_The data_
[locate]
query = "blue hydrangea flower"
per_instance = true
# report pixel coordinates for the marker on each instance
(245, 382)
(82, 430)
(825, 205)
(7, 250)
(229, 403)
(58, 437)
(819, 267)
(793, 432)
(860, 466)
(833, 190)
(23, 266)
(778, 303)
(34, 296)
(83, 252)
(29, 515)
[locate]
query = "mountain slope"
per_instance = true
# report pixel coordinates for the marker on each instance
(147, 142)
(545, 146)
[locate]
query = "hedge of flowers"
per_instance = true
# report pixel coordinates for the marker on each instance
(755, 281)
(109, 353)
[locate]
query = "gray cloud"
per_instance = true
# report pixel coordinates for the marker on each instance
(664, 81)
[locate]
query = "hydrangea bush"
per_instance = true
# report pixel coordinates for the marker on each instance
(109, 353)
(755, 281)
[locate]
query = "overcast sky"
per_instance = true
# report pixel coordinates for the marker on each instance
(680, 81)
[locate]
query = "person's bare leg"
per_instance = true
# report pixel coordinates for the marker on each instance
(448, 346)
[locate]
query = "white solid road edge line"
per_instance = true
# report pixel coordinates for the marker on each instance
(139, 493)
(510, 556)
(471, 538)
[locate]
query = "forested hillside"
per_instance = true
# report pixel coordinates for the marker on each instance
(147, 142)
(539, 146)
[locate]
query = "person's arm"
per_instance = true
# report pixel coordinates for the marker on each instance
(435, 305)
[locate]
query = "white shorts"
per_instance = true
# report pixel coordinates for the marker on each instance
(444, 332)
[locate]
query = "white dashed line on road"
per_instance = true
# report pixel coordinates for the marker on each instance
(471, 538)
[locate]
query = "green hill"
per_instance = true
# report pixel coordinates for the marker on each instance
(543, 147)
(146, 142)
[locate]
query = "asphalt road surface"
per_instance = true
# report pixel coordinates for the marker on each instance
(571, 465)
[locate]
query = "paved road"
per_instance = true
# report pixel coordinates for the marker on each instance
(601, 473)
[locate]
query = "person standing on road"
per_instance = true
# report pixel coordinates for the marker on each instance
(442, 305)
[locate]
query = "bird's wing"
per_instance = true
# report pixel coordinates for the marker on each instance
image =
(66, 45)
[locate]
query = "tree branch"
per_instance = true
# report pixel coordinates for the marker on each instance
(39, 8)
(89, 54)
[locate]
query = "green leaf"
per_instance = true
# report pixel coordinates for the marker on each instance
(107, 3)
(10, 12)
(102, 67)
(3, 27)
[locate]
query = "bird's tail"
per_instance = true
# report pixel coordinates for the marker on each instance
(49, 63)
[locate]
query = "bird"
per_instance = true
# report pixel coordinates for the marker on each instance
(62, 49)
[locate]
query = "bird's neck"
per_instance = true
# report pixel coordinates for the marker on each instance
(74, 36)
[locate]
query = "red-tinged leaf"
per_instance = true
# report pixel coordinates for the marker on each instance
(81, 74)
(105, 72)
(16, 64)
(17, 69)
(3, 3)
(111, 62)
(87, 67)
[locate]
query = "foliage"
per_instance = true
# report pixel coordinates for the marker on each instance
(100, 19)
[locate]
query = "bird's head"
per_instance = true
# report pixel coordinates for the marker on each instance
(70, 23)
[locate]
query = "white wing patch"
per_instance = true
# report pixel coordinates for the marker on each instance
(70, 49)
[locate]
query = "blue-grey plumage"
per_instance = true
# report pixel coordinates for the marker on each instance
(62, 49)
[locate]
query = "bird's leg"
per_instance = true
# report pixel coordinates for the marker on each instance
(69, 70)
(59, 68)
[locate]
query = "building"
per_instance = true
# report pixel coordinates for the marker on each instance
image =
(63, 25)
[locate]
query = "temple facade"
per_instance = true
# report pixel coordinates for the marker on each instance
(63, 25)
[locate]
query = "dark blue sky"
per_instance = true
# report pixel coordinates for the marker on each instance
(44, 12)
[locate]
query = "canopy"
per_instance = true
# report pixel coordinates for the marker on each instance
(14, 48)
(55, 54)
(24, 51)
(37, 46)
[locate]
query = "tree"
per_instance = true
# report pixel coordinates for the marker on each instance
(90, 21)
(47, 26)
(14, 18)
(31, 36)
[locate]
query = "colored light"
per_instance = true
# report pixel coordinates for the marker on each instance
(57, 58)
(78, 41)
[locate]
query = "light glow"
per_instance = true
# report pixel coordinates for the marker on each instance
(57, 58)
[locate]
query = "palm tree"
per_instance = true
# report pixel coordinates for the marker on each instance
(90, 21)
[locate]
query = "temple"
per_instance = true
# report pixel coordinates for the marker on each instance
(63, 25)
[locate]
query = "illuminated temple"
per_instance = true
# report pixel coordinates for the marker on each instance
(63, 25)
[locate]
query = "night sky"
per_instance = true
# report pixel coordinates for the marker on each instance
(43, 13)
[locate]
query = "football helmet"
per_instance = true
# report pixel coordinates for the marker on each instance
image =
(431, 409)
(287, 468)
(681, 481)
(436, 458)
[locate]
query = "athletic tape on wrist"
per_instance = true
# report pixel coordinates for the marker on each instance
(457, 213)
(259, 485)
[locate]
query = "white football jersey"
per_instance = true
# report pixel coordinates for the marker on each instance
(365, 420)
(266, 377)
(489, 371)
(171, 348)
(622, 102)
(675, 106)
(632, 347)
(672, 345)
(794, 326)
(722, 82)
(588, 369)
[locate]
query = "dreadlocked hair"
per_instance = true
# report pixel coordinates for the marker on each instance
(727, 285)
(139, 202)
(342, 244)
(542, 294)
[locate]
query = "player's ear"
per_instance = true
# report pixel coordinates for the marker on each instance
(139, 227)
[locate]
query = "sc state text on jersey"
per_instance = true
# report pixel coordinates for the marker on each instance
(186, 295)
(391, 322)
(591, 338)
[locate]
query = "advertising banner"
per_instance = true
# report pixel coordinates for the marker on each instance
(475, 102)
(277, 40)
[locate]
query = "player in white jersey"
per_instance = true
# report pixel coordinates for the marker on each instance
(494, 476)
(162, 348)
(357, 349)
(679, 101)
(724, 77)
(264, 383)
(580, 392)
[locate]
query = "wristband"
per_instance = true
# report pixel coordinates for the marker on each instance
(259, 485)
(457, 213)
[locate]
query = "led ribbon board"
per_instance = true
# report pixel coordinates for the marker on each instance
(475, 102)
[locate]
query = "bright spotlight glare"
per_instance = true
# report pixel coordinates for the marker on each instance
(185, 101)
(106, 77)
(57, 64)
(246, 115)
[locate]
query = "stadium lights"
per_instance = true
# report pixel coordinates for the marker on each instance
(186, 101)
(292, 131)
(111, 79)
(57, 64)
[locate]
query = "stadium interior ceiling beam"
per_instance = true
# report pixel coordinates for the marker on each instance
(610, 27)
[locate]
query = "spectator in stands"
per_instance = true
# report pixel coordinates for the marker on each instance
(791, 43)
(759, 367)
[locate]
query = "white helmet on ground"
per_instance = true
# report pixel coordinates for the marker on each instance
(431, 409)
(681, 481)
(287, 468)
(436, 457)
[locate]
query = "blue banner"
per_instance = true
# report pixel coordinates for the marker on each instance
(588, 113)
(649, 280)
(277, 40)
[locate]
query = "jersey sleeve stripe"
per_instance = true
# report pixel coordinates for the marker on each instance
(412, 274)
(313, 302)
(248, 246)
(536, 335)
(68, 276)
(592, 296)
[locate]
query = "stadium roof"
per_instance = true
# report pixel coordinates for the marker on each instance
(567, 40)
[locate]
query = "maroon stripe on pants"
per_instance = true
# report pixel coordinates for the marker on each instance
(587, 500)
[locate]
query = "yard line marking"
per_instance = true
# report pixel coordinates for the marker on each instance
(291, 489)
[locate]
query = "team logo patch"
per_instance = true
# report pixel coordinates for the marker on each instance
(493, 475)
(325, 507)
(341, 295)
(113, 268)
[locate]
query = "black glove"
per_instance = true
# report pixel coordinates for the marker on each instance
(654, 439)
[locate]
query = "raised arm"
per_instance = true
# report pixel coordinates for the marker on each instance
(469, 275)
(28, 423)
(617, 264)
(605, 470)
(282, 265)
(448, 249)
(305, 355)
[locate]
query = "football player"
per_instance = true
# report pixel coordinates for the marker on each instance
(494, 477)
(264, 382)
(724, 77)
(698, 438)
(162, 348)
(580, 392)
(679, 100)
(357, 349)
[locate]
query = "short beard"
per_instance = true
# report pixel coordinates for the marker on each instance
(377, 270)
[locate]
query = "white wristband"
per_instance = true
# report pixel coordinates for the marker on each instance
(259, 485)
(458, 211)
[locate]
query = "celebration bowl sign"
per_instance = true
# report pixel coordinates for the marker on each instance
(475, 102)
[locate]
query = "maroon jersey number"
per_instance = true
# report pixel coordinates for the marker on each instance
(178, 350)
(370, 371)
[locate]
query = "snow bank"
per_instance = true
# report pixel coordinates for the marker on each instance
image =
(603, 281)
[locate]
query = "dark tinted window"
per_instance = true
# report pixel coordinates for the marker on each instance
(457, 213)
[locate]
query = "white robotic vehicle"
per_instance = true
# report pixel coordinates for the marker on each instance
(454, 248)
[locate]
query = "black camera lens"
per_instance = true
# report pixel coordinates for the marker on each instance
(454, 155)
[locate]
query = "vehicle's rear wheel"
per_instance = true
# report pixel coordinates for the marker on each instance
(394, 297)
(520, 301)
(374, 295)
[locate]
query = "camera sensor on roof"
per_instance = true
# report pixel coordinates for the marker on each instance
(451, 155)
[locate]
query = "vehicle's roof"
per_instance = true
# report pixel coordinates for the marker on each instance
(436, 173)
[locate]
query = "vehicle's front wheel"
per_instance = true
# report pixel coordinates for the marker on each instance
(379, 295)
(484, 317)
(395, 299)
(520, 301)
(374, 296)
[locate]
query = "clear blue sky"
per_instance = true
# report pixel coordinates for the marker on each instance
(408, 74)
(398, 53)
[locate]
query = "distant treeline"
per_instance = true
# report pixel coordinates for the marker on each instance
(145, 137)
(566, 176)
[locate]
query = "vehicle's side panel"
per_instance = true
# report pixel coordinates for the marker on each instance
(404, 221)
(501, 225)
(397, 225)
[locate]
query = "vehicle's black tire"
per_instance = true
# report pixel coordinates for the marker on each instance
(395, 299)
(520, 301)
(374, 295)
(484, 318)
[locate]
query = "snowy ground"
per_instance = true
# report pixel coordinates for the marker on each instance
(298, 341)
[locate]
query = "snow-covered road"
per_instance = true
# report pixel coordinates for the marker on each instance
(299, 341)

_What the task asks_
Pull out every line from the rows above that contains the string "temple". Case counts.

_Solution below_
query = "temple facade"
query = "temple"
query = "illuminated temple"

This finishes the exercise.